## 问题描述
把下面数据中出现的每一处“thickest part”替换为“widest part”，其余部分保持不变，再把这些行完整写一遍。

## 本题数据
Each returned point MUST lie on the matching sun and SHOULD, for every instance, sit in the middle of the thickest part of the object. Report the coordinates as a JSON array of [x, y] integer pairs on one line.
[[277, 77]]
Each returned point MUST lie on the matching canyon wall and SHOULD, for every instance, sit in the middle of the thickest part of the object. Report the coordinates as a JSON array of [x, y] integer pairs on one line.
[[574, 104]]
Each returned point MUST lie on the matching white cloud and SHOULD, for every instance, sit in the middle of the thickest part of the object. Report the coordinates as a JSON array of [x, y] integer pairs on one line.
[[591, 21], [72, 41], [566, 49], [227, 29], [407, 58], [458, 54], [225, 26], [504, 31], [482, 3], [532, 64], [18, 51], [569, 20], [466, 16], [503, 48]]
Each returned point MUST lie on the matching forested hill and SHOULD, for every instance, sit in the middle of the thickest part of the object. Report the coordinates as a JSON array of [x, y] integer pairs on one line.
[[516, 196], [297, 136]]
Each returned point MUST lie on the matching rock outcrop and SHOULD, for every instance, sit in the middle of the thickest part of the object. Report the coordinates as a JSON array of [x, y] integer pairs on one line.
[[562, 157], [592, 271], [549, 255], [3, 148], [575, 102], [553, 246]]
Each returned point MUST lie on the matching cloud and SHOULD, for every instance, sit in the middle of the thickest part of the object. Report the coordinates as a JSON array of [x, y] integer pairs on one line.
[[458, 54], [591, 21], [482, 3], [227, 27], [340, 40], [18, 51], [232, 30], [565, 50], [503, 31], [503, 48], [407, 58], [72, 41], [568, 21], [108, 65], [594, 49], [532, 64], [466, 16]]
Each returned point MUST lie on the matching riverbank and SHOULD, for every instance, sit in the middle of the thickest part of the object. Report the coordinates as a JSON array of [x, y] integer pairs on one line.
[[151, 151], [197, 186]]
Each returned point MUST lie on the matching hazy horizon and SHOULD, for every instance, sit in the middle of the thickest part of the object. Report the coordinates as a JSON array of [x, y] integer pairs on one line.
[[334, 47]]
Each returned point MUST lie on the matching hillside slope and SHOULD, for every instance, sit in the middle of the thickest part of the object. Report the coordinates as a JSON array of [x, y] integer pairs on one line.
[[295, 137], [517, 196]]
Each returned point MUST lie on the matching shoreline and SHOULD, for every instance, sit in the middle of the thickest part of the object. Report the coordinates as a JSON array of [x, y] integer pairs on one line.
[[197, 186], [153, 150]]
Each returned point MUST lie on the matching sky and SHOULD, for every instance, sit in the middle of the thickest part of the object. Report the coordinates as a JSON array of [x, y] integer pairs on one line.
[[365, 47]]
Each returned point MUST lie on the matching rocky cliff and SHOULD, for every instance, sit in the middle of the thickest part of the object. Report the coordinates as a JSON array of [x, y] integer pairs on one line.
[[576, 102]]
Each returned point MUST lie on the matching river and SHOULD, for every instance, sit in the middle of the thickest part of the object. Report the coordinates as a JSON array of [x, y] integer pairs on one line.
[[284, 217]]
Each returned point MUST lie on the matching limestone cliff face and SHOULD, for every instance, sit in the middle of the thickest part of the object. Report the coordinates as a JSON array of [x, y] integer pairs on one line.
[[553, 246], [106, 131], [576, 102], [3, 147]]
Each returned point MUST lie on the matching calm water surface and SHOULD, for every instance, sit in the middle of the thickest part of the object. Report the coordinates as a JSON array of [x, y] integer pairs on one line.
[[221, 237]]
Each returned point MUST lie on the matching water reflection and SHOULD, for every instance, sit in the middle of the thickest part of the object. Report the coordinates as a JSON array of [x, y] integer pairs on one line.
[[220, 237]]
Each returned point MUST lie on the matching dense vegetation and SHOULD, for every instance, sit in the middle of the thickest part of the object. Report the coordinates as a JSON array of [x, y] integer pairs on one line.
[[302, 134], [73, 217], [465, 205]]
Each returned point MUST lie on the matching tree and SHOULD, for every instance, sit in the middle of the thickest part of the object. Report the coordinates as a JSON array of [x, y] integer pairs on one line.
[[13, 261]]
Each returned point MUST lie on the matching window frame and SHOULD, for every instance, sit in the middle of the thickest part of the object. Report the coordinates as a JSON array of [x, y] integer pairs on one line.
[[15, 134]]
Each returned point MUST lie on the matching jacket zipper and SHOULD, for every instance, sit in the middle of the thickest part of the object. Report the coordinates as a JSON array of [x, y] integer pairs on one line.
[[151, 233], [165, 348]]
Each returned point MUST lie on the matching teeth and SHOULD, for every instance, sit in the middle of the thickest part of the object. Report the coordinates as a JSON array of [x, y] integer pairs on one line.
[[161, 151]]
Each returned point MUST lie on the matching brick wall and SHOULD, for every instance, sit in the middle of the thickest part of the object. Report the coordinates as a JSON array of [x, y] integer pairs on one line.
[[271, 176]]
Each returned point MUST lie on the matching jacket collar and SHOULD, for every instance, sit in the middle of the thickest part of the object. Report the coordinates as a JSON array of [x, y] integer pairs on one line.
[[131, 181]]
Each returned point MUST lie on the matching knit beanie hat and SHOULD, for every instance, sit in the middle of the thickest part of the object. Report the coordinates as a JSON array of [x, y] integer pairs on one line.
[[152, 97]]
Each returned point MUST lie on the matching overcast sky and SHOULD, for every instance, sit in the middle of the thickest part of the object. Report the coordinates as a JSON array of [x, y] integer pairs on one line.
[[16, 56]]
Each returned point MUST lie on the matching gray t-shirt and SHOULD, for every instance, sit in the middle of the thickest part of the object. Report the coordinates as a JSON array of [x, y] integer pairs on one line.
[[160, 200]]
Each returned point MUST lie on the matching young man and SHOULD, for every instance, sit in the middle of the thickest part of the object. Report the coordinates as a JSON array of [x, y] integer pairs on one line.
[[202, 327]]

## 最终结果
Each returned point MUST lie on the matching sun and SHOULD, for every instance, sit in the middle of the widest part of the object. Report the coordinates as a JSON array of [x, y] integer pairs on one line.
[[277, 77]]
Each returned point MUST lie on the matching canyon wall and SHOULD, for every instance, sit in the middle of the widest part of the object. Report the coordinates as a JSON array of [x, y] integer pairs on one line.
[[574, 104]]
Each returned point MUST lie on the matching white cloud and SHOULD, for every instance, sit in the middle of the widest part of the object. Report the coordinates as a JSON array of [x, y] integer pairs on one line.
[[591, 21], [72, 41], [566, 49], [227, 29], [407, 58], [458, 54], [225, 26], [504, 31], [482, 3], [532, 64], [18, 51], [569, 20], [466, 16], [503, 48]]
Each returned point MUST lie on the matching forested hill and SHOULD, for every instance, sit in the middle of the widest part of the object. Report the coordinates as a JSON array of [x, y] integer pairs on one line.
[[516, 196], [297, 136]]
Each returned point MUST lie on the matching rock outcrop and SHOULD, for every instance, sit in the middle of the widest part of the object. Report the coordinates as a JSON array of [x, y] integer pairs on one line.
[[562, 157], [592, 271], [549, 255], [3, 148], [575, 102], [553, 246]]
Each returned point MUST lie on the matching cloud and SHOULD, for every instance, sit in the middle of the widest part of the object. Report the coordinates as a JSON array of [x, y] integer pairs on one line.
[[458, 54], [591, 21], [482, 3], [227, 27], [340, 40], [18, 51], [232, 30], [565, 50], [503, 31], [503, 48], [407, 58], [72, 41], [568, 21], [108, 65], [594, 49], [532, 64], [466, 16]]
Each returned point MUST lie on the matching riverbank and SHOULD, for every instance, sit in the middle of the widest part of the object. Report the coordinates as a JSON array of [x, y] integer pairs on one line.
[[151, 151], [197, 186]]
Each returned point MUST lie on the matching hazy horizon and SHOULD, for every instance, sit in the middle of the widest part of the object. Report the coordinates as a JSON array of [x, y] integer pairs on one line.
[[334, 47]]
Each returned point MUST lie on the matching hillside slope and SHOULD, for every instance, sit in the middle of the widest part of the object. Report the coordinates as a JSON array of [x, y] integer pairs on one line.
[[295, 137], [517, 196]]
Each returned point MUST lie on the matching shoreline and SHOULD, for every instance, sit in the middle of the widest part of the object. Report the coordinates as a JSON array of [x, y] integer pairs on one line.
[[197, 186], [153, 150]]
Each returned point MUST lie on the matching sky and SHOULD, for every instance, sit in the middle of the widest part of the object. Report the coordinates as a JSON array of [x, y] integer pairs on one line.
[[365, 47]]
Each returned point MUST lie on the matching rocky cliff and SHOULD, for every instance, sit in the middle of the widest part of the object. Report the coordinates as a JSON array of [x, y] integer pairs on one line.
[[576, 102]]
Each returned point MUST lie on the matching river and SHOULD, for every instance, sit in the middle of the widest part of the object. Report the coordinates as a JSON array of [x, y] integer pairs on one line.
[[284, 217]]
Each returned point MUST lie on the matching limestone cliff face and SHOULD, for every instance, sit in the middle of the widest part of the object. Report the coordinates as a JSON array of [x, y] integer pairs on one line.
[[553, 246], [106, 131], [576, 102], [3, 147]]
Each returned point MUST lie on the matching calm water surface and SHOULD, for every instance, sit in the middle of the widest part of the object. Report the coordinates as a JSON array of [x, y] integer pairs on one line.
[[221, 237]]
Each returned point MUST lie on the matching water reflection and SHOULD, for every instance, sit in the middle of the widest part of the object. Report the coordinates as a JSON array of [x, y] integer pairs on one line.
[[220, 237]]
Each returned point MUST lie on the matching dense vegetation and SHOULD, for every instance, sit in the middle of the widest part of the object. Report the coordinates as a JSON array of [x, y] integer pairs on one line.
[[302, 134], [73, 217], [465, 205]]
Each returned point MUST lie on the matching tree and SHOULD, for every instance, sit in the middle of the widest part of the object. Report the coordinates as a JSON array of [x, y] integer pairs on one line.
[[13, 261]]
Each returned point MUST lie on the matching window frame and SHOULD, for every instance, sit in the middle of the widest part of the object. Report the coordinates as a JSON array of [x, y] integer pairs on one line.
[[15, 134]]
Each returned point MUST lie on the matching jacket zipper and SHOULD, for every instance, sit in the middle of the widest part of the object. Report the coordinates as a JSON array of [x, y] integer pairs on one line.
[[151, 233], [165, 348]]
Each returned point MUST lie on the matching teeth and SHOULD, for every instance, sit in the middle of the widest part of the object. Report the coordinates as a JSON array of [x, y] integer pairs on one line.
[[161, 151]]
Each returned point MUST lie on the matching brick wall and SHOULD, for every instance, sit in the middle of the widest part of the object. Report the coordinates as a JSON array of [x, y] integer pairs on one line.
[[271, 176]]
Each returned point MUST lie on the matching jacket collar and SHOULD, for every instance, sit in the middle of the widest part of the object. Report the coordinates as a JSON array of [x, y] integer pairs on one line.
[[131, 181]]
Each returned point MUST lie on the matching knit beanie hat and SHOULD, for every instance, sit in the middle of the widest part of the object. Report the coordinates as a JSON array of [x, y] integer pairs on one line.
[[152, 97]]
Each returned point MUST lie on the matching overcast sky and SHOULD, for every instance, sit in the middle of the widest part of the object. Report the coordinates as a JSON array of [x, y] integer pairs on one line.
[[16, 56]]
Each returned point MUST lie on the matching gray t-shirt and SHOULD, for every instance, sit in the middle of the widest part of the object. Report the coordinates as a JSON array of [x, y] integer pairs on one line.
[[160, 200]]
Each returned point MUST lie on the matching young man and SHOULD, for every instance, sit in the middle of the widest part of the object. Report the coordinates as a JSON array of [x, y] integer pairs on one line.
[[202, 327]]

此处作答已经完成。